[Saved entries]
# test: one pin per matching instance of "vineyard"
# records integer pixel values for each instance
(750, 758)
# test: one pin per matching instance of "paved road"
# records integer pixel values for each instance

◆ What is needed: Rewrite the lines above, swapping every "pixel values" for "pixel coordinates" and keeping everything else the same.

◆ Answer to this exercise:
# test: one pin per matching instance of "vineyard"
# records integer pixel coordinates for each instance
(750, 758)
# test: one pin per matching instance of "paved road"
# records integer pixel coordinates for each instance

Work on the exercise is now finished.